> _TASK TO COMPLETE_: List every source cited in the passage on enzymatic hydrolysis below, giving each as it appears in the text.

> _GIVEN PASSAGE_:
Hydrolysis is the process to break down the pretreated cellulosic molecules into cellobiose, which is then further converted to simple sugar, such as glucose molecules and short chains. Hydrolysis can be carried out biologically through enzymatic reaction or chemically using acid.

20.3.2.1 Saccharification by Enzymatic Processes

One of the basic methods of hydrolysis is enzymatic hydrolysis. Enzymatic hydro­lysis occurs when enzymes are exposed to the pretreated biomass to decompose the cellulosic materials into simple sugars. Cellulose in nature is mostly decomposed by cellulolytic fungi and bacteria enzymatically. Some of the microbes that can produce cellulose enzyme are Trichoderma reesei, Trichoderma viride, and Aspergillus niger.

Enzymatic degradation of cellulose to fermentable sugar is generally accom­plished by synergistic action of high specific cellulose. This group includes at least 15 protein families and some subfamilies (Rabinovich et al. 2002). Enzymatic deg­radation of cellulose to glucose is generally accomplished by synergistic action of at least three major classes of enzyme: endocellulase, exocellulase, and p-glucosidase. These enzymes are usually called together cellulose or cellulolytic enzymes (Wyman 1996). To work, enzymes must obtain access to the molecules to be hydro­lyzed. Therefore, pretreatment process is needed to break the crystalline structure of the lignocellulose and remove the lignin to expose the cellulose and hemicellulose molecules.

The enzymes digest the lignin surface yielding cellulose. The endocellulase and exocellulase digest the cellulose into polysaccharide molecules. The polysaccharide molecules are then digested by the p-glucosidase yielding the final glucose product (Klass 2008). The reaction occurs around 40-50 °C and at a pH of about 5. Below, the figure demonstrates how the reaction path occurs.

However, enzymatic hydrolysis can be problematic. The hydrolysis products (glucose and cellulose chains) inhibit the ability for enzymes to convert cellulose to glucose. As more products are formed, the enzymes become more inhibited by the excess glucose present. This ultimately slows down the hydrolysis process yielding low levels of usable hydrolysis product (D’amore 1991). Another disad­vantage of using enzyme is the high enzyme cost. The enzyme cost takes a part as much as 53-65 % of total chemical cost, while the chemical cost is around 30 % of the total cost.

Enzymatic hydrolysis of lignocellulose is facing a number of obstacles that diminish the enzyme performance. Recently, although enzyme price has decreased due to intensive research by giant enzyme producers, such as Novozymes and Genencor, minimization of enzyme loading is still needed in order to reduce the production cost. Thus affecting the time needed to complete the enzymatic hydrolysis process. Furthermore, high substrate concentration increases the problem of product inhibition which also results in lower performance of the enzymes. Then, lignin presence in the substrate, which shields the cellulose chains and absorbs the enzymes, is also a major obstacle for efficient hydrolysis. Moreover, the activity of enzymes could be lost due to denaturation or degradation.

> _EXTRACTED DATA_:
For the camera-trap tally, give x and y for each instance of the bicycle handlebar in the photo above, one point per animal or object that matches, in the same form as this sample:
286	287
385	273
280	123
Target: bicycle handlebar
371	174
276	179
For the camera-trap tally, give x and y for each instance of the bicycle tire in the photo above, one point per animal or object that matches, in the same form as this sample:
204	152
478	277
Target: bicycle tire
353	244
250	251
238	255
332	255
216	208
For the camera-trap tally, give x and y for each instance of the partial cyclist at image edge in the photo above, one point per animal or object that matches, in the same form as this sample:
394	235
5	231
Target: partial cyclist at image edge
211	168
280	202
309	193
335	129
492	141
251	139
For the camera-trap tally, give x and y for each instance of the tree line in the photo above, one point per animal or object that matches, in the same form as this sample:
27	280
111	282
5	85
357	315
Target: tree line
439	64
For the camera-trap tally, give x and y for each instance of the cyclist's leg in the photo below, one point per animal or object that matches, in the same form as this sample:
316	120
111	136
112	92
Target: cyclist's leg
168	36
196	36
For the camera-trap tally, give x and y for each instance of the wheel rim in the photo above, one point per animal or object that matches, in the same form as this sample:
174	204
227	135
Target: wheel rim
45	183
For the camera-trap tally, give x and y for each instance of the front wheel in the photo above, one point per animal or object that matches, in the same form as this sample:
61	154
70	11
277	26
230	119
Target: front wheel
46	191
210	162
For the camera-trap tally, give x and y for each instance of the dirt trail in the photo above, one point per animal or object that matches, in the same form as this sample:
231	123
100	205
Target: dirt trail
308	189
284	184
--
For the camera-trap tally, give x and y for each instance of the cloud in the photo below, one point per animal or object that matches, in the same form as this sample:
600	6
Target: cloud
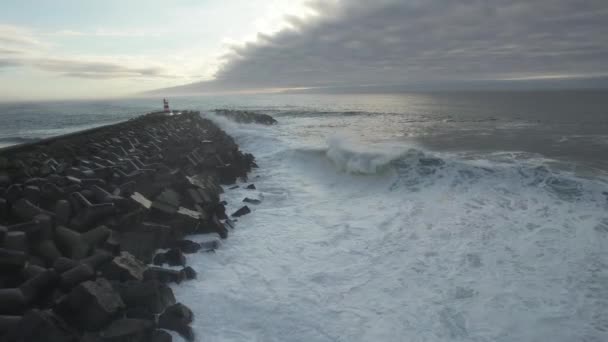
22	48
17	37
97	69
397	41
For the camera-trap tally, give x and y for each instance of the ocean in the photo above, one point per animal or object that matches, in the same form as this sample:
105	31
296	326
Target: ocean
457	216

> _OUTPUT_:
Rabinovich et al. 2002
Wyman 1996
Klass 2008
D’amore 1991